━━━ Dataset extract

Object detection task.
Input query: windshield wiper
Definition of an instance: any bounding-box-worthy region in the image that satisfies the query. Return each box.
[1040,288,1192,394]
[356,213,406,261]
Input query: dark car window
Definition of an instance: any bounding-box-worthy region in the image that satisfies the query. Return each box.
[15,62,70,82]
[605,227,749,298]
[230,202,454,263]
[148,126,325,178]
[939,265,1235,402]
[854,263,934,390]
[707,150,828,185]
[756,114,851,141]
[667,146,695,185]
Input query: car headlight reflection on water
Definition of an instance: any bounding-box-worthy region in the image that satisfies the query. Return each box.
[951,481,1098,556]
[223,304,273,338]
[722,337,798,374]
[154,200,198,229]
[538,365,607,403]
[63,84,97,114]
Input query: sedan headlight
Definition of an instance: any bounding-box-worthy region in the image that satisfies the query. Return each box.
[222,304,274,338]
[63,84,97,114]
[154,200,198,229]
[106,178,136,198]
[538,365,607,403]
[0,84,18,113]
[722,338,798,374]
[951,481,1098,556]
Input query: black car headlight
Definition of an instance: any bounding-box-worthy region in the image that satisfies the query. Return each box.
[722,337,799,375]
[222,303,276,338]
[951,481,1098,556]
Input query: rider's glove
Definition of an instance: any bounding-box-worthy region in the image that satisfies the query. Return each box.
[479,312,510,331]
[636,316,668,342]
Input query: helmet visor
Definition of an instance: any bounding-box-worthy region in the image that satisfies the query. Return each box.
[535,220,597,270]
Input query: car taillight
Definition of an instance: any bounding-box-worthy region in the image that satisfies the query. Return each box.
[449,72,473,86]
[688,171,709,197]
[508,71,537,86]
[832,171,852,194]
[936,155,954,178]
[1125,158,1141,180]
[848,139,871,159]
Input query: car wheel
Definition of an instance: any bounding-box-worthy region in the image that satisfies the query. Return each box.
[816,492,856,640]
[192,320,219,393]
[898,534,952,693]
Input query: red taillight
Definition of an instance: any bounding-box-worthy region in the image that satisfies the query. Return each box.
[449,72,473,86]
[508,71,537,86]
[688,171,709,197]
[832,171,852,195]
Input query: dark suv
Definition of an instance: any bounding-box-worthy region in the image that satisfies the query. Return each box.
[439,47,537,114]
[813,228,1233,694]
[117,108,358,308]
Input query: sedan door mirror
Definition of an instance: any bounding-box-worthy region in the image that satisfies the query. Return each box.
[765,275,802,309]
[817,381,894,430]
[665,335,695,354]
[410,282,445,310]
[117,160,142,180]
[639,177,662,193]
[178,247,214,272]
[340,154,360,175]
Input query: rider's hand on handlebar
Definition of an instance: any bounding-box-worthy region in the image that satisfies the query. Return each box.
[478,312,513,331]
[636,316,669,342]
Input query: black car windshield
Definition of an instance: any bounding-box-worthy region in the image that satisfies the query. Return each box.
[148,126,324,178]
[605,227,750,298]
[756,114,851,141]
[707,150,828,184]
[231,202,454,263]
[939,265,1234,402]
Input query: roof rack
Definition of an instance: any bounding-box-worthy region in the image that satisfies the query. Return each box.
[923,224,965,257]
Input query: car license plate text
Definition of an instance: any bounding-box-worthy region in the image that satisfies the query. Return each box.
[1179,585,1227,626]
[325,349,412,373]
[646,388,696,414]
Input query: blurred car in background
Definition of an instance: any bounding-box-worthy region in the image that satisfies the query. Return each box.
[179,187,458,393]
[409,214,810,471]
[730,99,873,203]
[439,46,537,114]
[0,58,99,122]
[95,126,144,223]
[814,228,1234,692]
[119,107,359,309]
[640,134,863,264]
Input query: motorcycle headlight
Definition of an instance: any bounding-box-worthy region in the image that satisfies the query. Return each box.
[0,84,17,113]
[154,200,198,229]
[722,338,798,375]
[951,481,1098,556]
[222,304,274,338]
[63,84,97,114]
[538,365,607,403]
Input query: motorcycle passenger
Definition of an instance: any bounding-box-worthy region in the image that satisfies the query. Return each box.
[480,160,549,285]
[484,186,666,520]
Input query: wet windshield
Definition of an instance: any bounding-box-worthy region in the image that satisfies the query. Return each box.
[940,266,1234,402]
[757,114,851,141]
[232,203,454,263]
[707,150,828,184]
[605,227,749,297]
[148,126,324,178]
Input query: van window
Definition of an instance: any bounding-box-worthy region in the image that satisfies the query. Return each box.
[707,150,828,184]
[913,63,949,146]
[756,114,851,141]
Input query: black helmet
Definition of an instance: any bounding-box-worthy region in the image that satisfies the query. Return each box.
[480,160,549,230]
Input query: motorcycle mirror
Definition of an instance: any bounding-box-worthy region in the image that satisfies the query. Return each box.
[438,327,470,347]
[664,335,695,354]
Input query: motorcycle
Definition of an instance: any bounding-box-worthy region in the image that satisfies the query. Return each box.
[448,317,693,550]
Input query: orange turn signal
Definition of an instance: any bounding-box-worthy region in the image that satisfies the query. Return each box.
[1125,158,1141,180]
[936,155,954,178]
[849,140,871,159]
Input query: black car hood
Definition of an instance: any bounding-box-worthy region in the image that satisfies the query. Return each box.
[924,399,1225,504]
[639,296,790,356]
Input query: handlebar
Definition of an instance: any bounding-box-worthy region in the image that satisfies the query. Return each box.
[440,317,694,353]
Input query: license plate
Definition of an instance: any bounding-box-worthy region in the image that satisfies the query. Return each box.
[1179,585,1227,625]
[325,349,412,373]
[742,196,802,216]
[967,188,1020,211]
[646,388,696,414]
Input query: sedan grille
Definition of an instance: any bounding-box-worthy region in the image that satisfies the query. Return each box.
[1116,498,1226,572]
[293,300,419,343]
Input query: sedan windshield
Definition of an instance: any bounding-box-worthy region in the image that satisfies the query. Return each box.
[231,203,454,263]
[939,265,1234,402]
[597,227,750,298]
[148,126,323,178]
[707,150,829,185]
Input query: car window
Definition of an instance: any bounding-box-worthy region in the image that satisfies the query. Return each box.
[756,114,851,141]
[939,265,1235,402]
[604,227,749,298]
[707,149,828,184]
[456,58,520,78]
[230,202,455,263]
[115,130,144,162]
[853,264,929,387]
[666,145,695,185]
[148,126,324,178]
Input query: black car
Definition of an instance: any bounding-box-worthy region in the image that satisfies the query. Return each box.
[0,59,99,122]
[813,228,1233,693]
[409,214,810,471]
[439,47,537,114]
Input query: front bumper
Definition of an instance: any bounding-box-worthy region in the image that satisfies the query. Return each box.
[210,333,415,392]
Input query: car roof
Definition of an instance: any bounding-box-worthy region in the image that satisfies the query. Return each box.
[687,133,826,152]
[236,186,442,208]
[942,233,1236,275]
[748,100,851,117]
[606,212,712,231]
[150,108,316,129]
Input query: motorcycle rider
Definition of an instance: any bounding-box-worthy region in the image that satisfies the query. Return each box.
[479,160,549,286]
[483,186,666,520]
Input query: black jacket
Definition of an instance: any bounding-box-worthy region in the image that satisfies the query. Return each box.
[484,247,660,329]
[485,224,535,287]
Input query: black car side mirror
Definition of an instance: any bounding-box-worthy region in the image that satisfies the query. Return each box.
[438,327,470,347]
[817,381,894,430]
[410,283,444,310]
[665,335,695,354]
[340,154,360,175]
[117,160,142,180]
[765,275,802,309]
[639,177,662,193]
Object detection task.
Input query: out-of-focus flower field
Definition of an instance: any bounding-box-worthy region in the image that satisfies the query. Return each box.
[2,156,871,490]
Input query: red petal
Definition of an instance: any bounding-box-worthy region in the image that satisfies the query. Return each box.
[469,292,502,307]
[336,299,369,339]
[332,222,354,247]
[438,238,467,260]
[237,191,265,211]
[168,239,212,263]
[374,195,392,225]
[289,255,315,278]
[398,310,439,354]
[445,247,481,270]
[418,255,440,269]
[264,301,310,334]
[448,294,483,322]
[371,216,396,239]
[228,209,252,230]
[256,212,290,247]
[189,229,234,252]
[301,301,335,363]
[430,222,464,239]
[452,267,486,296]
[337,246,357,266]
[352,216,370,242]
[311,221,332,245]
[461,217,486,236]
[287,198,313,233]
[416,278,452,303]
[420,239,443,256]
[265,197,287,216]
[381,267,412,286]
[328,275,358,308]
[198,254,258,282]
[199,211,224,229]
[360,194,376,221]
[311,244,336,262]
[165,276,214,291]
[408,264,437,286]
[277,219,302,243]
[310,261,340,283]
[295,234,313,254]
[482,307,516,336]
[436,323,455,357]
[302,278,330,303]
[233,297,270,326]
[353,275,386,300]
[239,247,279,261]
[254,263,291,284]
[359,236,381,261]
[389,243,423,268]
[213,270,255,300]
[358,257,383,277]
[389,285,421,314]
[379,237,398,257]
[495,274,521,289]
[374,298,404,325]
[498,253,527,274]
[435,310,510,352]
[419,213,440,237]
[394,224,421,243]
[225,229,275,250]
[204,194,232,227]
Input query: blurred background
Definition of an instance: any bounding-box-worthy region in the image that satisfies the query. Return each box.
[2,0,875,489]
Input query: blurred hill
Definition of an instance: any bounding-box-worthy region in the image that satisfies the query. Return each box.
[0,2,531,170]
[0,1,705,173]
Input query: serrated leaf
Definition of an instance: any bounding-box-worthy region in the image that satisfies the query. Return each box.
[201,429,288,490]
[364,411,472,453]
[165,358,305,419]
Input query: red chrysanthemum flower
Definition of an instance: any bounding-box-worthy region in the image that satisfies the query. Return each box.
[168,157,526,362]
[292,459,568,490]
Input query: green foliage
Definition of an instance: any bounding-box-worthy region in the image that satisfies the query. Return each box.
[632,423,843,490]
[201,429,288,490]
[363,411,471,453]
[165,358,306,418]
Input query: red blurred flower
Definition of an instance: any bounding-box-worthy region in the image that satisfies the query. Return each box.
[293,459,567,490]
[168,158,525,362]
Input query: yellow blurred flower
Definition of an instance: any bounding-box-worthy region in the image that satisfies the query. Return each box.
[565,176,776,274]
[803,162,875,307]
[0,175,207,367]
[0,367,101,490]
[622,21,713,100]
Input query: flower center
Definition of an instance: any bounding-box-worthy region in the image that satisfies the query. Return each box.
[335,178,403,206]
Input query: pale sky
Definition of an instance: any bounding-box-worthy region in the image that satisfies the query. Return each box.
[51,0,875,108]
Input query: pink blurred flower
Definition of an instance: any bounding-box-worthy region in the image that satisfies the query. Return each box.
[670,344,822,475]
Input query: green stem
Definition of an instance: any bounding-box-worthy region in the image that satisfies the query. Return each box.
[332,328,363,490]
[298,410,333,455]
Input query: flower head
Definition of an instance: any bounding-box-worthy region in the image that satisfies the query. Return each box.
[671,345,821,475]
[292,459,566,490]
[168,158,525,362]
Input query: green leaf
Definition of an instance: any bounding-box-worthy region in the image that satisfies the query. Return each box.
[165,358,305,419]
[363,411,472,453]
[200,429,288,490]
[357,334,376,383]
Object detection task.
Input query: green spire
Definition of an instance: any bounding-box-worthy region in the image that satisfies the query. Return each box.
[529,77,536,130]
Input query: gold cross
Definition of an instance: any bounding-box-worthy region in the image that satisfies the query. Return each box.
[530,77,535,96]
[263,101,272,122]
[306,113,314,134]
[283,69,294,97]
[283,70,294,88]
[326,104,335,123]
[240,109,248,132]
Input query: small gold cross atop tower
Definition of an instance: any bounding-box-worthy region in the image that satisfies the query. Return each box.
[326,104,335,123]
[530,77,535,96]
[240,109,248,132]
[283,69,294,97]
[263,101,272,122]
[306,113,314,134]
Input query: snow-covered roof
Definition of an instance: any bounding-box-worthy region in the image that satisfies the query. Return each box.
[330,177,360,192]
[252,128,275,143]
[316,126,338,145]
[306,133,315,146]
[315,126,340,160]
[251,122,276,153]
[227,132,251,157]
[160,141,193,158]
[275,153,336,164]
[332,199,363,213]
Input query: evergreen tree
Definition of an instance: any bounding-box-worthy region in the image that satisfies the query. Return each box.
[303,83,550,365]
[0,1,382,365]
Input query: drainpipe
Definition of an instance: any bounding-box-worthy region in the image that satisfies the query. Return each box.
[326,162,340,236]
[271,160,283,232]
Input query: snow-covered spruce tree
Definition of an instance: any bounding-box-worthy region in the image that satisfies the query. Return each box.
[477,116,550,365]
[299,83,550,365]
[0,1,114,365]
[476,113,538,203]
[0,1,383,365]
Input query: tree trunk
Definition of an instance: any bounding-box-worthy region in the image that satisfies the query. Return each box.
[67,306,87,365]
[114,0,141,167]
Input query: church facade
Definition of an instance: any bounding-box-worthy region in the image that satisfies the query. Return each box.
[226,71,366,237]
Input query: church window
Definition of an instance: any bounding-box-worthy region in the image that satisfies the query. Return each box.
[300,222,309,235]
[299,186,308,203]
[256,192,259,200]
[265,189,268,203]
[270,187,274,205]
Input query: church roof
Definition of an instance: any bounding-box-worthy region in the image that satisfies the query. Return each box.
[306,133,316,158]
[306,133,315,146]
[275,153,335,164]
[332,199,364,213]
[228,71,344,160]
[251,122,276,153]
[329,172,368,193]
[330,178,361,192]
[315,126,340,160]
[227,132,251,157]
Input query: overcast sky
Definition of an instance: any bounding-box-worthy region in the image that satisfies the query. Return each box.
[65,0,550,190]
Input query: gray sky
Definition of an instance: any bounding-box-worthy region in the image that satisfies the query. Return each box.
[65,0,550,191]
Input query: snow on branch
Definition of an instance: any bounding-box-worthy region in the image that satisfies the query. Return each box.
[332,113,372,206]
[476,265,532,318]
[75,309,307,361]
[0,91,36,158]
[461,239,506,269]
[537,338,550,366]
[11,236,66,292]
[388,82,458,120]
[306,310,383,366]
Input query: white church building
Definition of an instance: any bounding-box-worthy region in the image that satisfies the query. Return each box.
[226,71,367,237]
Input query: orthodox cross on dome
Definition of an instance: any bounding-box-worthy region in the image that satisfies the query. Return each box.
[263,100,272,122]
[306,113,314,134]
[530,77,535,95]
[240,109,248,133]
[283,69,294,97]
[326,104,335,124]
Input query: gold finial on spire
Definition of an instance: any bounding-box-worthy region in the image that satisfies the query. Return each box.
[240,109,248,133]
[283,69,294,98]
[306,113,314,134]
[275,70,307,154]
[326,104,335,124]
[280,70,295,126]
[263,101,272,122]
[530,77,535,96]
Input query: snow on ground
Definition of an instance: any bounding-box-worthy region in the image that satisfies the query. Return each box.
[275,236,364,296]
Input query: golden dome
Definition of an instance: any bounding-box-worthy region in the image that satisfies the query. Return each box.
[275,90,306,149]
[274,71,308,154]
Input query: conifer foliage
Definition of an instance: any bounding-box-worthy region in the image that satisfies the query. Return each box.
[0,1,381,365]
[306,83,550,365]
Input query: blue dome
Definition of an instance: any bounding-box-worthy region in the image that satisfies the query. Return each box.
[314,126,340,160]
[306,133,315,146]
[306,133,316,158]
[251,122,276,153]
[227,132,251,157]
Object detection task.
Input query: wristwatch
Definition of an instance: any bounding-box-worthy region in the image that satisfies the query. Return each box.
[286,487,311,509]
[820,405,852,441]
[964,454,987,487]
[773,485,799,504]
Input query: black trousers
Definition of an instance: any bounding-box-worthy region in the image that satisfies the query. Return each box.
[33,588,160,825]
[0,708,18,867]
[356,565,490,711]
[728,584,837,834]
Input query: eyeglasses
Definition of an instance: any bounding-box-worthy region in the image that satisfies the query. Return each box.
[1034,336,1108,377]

━━━━━━

Ending with the line containing "Input query: dark suv", please print exactly the lines of the material above from its first line onward, and nothing else.

### Reply to the task:
Object detection task.
Input query: windshield wiper
Definition of an instance: any bounding-box-worthy region in the image that satisfies the query. Return each box.
[1040,288,1192,394]
[356,213,406,261]
Input query: dark car window
Definition of an instance: any bounding-box-worthy region in the image that satisfies the query. Return each box.
[15,62,70,82]
[605,227,749,298]
[230,202,454,263]
[148,126,325,178]
[939,265,1235,402]
[854,263,934,390]
[707,150,828,185]
[756,114,851,141]
[667,146,695,185]
Input query: car headlight reflection on water
Definition of an instance: any bounding-box-worthy region in the image that satisfies the query. Return each box.
[951,481,1098,556]
[223,304,273,338]
[722,337,798,374]
[154,200,198,229]
[538,365,607,403]
[63,84,97,114]
Input query: sedan headlight
Definition of an instance: any bounding-box-worthy region in the image that satisfies the query. Return each box.
[222,304,274,338]
[63,84,97,114]
[154,200,198,229]
[106,178,136,198]
[538,365,607,403]
[0,84,18,113]
[722,338,798,374]
[951,481,1098,556]
Input query: black car headlight
Definition of an instance: any bounding-box-worthy region in the image that satisfies the query. Return each box.
[722,337,799,375]
[222,303,276,338]
[951,481,1098,556]
Input query: rider's glove
Definition of an instance: any bounding-box-worthy region in the image that satisfies the query. Return each box.
[479,312,510,331]
[636,316,668,342]
Input query: helmet visor
Definition of an instance: any bounding-box-worthy region in the image that satisfies the query. Return each box.
[535,220,597,270]
Input query: car taillight
Definition of an instance: any bounding-box-worthy region in the image that satisfies the query. Return each box.
[449,72,473,86]
[688,171,709,197]
[508,71,537,86]
[832,171,852,194]
[936,155,954,178]
[1125,158,1141,180]
[848,139,871,159]
Input query: car wheel
Definition of an instance: any bounding-box-worthy region in the image that satisfies the query. Return each box.
[816,492,856,640]
[192,320,219,393]
[898,534,952,693]
Input query: red taillight
Definition of an instance: any bounding-box-worthy region in the image that satisfies the query. Return each box.
[449,72,473,86]
[508,71,537,86]
[688,171,709,197]
[832,171,852,195]
Input query: dark suv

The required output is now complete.